:: Text to read ::

[Users] Problem with CarpetRegrid2/AMR

Erik Schnetter schnetter at cct.lsu.edu
Tue Sep 13 17:58:13 CDT 2011


After how many iterations does the code abort?

-erik

On Tue, Sep 13, 2011 at 6:45 PM, Erik Schnetter <schnetter at cct.lsu.edu> wrote:
> Hal
>
> Were you running with multiple processes?
>
> -erik
>
> On Tue, Sep 13, 2011 at 12:00 PM, Hal Finkel <hfinkel at anl.gov> wrote:
>> Ian,
>>
>> I'd not found the problem yet. Hopefully this will be the hint we need
>> to get this fixed.
>>
>> Thanks again,
>> Hal
>>
>> On Tue, 2011-09-13 at 15:31 +0100, Ian Hawke wrote:
>>> Erik, Hal,
>>>
>>> Did you have any luck tracking down this error? I've just come back to
>>> this and am seeing the same error message; it appears to arise when two
>>> grids on a refined level merge, as in:
>>>
>>>     [3][0][0]   exterior: [-0.010000,-0.020000,-0.020000] :
>>> [0.000000,0.020000,0.020000] : [0.001250,0.001250,0.001250]
>>>     [3][0][1]   exterior: [0.010000,-0.020000,-0.020000] :
>>> [0.040000,0.020000,0.020000] : [0.001250,0.001250,0.001250]
>>>
>>> becomes
>>>
>>>   [3][0][0]   exterior: [-0.010000,-0.020000,-0.020000] :
>>> [0.040000,0.020000,0.020000] : [0.001250,0.001250,0.001250]
>>>
>>> It seems that the old grids are destroyed before the data is
>>> copied/populated in Recompose (either that or the old grid structure is
>>> not referred to in the data transfer).
>>>
>>> Ian
>>>
>>> On 07/09/11 01:03, Erik Schnetter wrote:
>>> > Hal
>>> >
>>> > This is where numbers are assigned to components. The communication
>>> > schedule decides which component needs to send data to which other
>>> > component (which may be located on another process or not); this
>>> > schedule is created for each refinement level independently, and may
>>> > (if there is an error) refer to component numbers that don't exist.
>>> > This schedule is set up in dh.cc.
>>> >
>>> > Can you send me the example you are currently running (your source
>>> > code and parameter file)? I will try to give it a try.
>>> >
>>> > -erik
>>> >
>>> > On Tue, Sep 6, 2011 at 7:44 PM, Hal Finkel<hfinkel at anl.gov>  wrote:
>>> >> On Thu, 2011-09-01 at 15:16 -0400, Erik Schnetter wrote:
>>> >>> On Thu, Sep 1, 2011 at 3:05 PM, Hal Finkel<hfinkel at anl.gov>  wrote:
>>> >>>> On Thu, 2011-09-01 at 14:25 -0400, Erik Schnetter wrote:
>>> >>>>> On Thu, Sep 1, 2011 at 11:51 AM, Hal Finkel<hfinkel at anl.gov>  wrote:
>>> >>>>>> On Thu, 2011-09-01 at 11:37 -0400, Erik Schnetter wrote:
>>> >>>>>>> On Thu, Sep 1, 2011 at 10:53 AM, Hal Finkel<hfinkel at anl.gov>  wrote:
>>> >>>>>>>> On Tue, 2011-08-30 at 21:06 -0400, Erik Schnetter wrote:
>>> >>>>>>>>> On Tue, Aug 30, 2011 at 5:28 PM, Hal Finkel<hfinkel at anl.gov>  wrote:
>>> >>>>>>>>>> Could I also decrease the block size? I currently have
>>> >>>>>>>>>> CarpetRegrid2::adaptive_block_size = 4, could it be smaller than that?

:: Dataset excerpt ::
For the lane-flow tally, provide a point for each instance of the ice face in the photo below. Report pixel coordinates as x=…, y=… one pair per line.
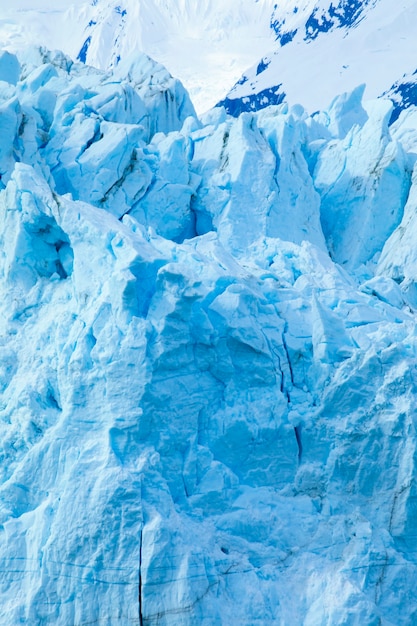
x=207, y=358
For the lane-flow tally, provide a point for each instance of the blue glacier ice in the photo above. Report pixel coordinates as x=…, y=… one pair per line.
x=208, y=355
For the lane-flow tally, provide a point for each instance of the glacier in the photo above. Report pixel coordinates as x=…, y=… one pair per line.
x=209, y=355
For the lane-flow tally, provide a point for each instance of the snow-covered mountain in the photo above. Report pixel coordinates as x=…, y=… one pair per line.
x=304, y=51
x=323, y=49
x=208, y=355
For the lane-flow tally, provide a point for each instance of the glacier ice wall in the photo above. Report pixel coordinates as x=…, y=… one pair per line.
x=208, y=356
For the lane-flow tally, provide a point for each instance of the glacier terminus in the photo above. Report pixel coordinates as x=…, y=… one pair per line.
x=208, y=362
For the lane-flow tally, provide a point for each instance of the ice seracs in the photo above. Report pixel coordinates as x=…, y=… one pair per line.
x=207, y=356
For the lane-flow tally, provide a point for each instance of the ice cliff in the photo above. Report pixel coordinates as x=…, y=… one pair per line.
x=208, y=362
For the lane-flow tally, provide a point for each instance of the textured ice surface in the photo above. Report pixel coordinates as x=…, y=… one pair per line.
x=208, y=357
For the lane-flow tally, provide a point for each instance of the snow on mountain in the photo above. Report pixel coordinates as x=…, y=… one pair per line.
x=323, y=49
x=208, y=363
x=304, y=52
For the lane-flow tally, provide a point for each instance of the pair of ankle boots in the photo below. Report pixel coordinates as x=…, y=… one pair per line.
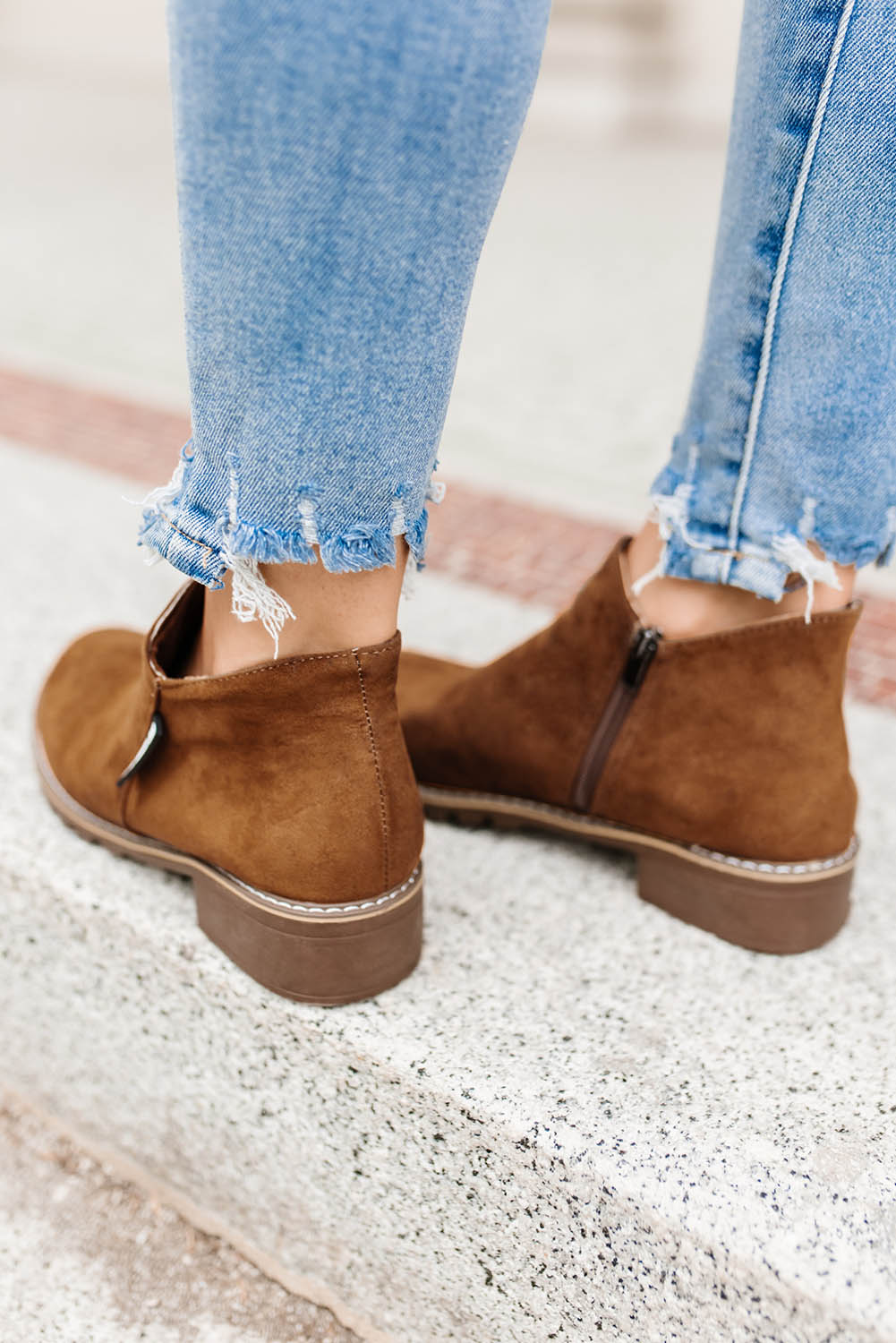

:: Problems and tasks ::
1 > Name every person who writes or is addressed by name in the CarpetRegrid2/AMR thread.
2 > Rewrite the paragraph of the CarpetRegrid2/AMR thread that begins "This is where numbers are assigned to components" as a short bulleted list that keeps its main facts.
3 > Reproduce the part of the CarpetRegrid2/AMR thread starting with "After how many" and going on through "with multiple processes?".
None of the rows are needed for this work.

:: Problem solutions ::
1 > Erik Schnetter, Hal Finkel, Ian Hawke

2 >
- This is where components are given their numbers.
- The communication schedule determines which component sends data to which other component, whether or not that component is on another process.
- A separate schedule is built for each refinement level.
- If there is an error, the schedule may refer to component numbers that don't exist.
- The schedule is set up in dh.cc.

3 >
After how many iterations does the code abort?

-erik

On Tue, Sep 13, 2011 at 6:45 PM, Erik Schnetter <schnetter at cct.lsu.edu> wrote:
> Hal
>
> Were you running with multiple processes?